§ **AIM OF THE EXERCISE**
Render everything from the line containing "Identify every instance of the dark brown" down to the end of the items as a numbered list, omitting any blank lines.

━━━━━━━━

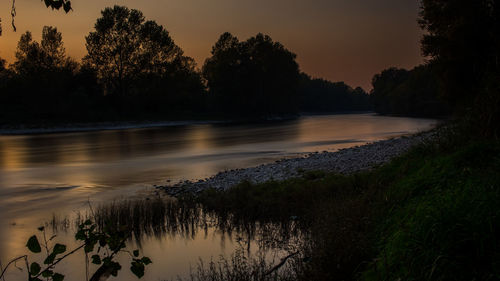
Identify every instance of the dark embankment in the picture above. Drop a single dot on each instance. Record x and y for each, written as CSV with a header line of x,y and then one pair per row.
x,y
432,214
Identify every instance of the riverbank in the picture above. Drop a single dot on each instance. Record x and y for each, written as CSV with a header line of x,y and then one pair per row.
x,y
431,214
344,161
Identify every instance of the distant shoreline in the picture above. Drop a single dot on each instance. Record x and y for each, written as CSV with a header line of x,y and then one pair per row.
x,y
344,161
34,129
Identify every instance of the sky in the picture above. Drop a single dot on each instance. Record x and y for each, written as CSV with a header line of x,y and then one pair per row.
x,y
338,40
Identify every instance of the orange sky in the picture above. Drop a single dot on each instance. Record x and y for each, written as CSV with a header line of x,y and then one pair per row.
x,y
340,40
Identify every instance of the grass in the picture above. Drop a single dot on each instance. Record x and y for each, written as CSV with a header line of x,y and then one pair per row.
x,y
431,214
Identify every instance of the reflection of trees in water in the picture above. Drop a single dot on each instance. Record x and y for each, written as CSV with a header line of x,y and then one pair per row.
x,y
162,218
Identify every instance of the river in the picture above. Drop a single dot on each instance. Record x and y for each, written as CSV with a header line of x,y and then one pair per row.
x,y
46,174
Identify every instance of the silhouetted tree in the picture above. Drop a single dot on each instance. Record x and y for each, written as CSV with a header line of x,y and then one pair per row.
x,y
140,66
49,55
403,92
54,4
256,77
124,47
319,95
44,76
463,41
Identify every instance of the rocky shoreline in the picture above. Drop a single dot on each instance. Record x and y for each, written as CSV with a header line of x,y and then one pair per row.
x,y
344,161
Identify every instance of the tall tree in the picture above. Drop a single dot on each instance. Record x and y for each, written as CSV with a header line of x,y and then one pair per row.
x,y
462,40
254,77
48,55
125,47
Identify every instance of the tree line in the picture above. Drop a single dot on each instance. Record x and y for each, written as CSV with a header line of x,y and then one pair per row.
x,y
134,70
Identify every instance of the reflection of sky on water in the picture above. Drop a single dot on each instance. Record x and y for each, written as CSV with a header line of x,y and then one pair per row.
x,y
58,173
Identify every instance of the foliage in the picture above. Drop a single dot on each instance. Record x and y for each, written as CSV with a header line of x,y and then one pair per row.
x,y
414,93
58,4
104,244
319,95
255,77
443,217
132,56
432,214
462,40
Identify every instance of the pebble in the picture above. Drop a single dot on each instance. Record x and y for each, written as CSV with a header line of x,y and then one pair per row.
x,y
343,161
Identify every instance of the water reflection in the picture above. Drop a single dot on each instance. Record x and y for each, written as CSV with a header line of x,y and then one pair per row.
x,y
58,173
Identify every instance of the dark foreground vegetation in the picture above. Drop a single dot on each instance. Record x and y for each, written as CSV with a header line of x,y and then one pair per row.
x,y
431,214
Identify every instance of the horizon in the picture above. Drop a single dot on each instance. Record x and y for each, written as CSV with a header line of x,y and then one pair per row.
x,y
375,34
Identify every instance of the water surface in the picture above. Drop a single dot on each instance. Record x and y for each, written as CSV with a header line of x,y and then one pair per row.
x,y
59,173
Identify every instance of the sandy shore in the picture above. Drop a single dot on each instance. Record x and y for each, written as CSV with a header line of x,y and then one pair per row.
x,y
344,161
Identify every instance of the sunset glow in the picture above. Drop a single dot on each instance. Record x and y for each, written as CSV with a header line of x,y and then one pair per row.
x,y
339,40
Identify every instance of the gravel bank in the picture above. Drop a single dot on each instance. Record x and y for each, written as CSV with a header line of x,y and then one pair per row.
x,y
345,161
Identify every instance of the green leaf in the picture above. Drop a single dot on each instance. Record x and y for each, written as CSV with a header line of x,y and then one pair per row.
x,y
80,235
96,259
47,273
58,277
146,260
137,269
59,249
50,259
89,247
115,267
67,6
33,245
35,269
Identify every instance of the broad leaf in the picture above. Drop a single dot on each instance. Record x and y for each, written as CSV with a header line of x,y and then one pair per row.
x,y
33,245
35,269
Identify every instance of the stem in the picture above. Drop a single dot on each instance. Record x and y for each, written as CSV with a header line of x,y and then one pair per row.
x,y
59,260
13,14
11,262
281,263
1,269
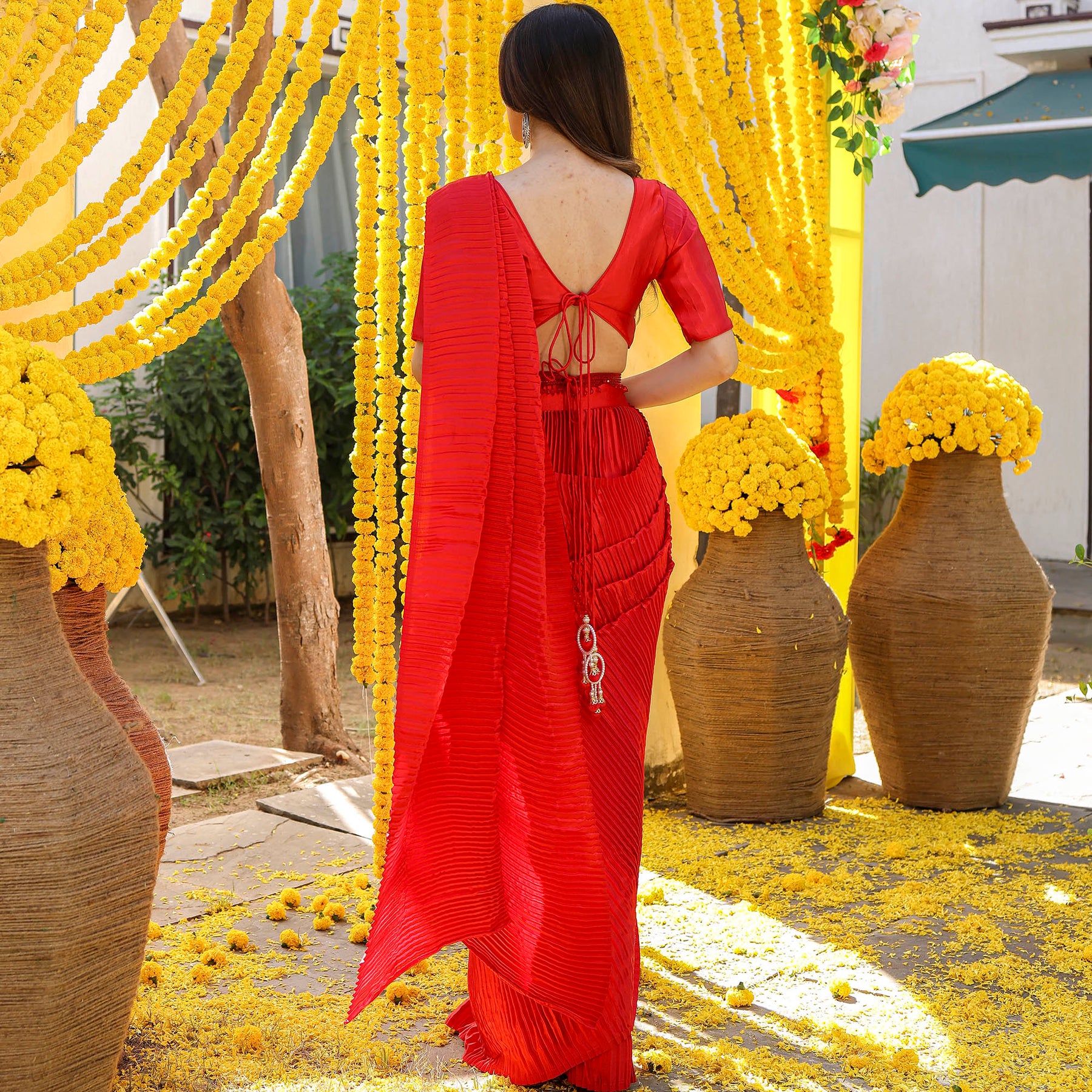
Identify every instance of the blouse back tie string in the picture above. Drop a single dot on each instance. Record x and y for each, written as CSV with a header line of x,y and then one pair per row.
x,y
578,390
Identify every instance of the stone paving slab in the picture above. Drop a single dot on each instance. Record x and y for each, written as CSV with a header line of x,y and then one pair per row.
x,y
339,805
1055,764
246,857
199,766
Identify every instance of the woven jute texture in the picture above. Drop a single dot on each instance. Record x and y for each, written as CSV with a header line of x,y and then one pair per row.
x,y
755,644
951,617
83,622
78,853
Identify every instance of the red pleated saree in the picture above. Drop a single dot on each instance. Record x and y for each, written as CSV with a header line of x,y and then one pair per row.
x,y
516,820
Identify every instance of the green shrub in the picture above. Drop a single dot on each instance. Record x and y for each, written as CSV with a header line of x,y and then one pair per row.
x,y
194,404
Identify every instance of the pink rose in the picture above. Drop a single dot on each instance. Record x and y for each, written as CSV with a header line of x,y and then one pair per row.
x,y
900,46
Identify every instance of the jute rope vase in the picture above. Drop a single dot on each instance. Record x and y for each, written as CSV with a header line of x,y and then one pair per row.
x,y
755,644
951,617
83,622
78,852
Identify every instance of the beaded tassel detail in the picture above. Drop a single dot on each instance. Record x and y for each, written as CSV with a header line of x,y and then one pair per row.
x,y
595,666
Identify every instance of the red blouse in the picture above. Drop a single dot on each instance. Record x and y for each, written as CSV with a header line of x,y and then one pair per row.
x,y
661,243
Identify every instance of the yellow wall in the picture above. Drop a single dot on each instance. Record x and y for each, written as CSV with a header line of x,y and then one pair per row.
x,y
658,340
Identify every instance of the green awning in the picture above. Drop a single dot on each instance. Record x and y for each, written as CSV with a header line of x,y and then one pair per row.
x,y
1039,127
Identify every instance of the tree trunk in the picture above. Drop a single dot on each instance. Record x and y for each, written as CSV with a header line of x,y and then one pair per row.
x,y
266,331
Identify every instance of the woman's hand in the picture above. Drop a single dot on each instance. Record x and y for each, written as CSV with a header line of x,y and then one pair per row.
x,y
704,365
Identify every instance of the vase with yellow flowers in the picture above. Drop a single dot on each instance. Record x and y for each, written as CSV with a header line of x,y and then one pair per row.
x,y
80,832
755,641
950,612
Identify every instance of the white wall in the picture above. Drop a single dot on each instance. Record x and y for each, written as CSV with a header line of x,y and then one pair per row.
x,y
1002,272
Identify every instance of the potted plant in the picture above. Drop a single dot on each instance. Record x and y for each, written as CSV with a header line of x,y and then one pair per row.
x,y
950,612
755,641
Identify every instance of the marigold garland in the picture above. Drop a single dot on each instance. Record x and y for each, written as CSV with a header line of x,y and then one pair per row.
x,y
738,467
955,402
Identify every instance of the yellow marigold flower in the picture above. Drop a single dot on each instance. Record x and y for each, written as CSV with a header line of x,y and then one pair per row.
x,y
905,1060
214,957
738,467
655,1062
237,940
247,1037
402,993
966,403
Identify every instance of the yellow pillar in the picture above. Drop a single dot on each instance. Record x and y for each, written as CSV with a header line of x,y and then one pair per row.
x,y
848,249
659,339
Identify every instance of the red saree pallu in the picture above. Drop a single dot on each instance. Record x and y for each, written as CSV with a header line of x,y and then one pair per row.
x,y
516,817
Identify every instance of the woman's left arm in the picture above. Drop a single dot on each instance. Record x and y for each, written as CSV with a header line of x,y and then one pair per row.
x,y
704,365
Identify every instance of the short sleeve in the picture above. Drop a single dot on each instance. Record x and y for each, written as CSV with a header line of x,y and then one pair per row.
x,y
688,278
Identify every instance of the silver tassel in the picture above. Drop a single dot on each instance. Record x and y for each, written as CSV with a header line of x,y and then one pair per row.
x,y
595,667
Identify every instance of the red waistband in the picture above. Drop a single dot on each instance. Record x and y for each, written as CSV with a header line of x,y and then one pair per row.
x,y
604,389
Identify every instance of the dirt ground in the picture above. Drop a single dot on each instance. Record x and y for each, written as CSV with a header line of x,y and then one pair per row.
x,y
240,701
240,698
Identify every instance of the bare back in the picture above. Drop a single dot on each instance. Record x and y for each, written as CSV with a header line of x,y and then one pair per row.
x,y
576,212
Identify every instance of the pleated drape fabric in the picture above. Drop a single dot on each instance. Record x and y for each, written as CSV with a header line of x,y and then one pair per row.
x,y
516,824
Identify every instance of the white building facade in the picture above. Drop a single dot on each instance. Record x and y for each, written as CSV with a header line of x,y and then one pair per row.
x,y
1000,272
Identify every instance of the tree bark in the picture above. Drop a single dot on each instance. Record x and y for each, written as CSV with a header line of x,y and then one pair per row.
x,y
266,331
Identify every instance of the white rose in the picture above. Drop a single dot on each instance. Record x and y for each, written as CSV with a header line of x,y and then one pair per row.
x,y
895,22
860,35
892,103
872,15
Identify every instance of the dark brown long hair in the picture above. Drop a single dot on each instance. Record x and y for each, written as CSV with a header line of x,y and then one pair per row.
x,y
562,65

━━━━━━━━

§ **WRITTEN SOLUTION**
1. Identify every instance of the dark brown long hair in the picture above. Drop a single dot on each instance. Record x and y for each, written as CSV with a header line of x,y and then one pair per row.
2. x,y
3. 562,65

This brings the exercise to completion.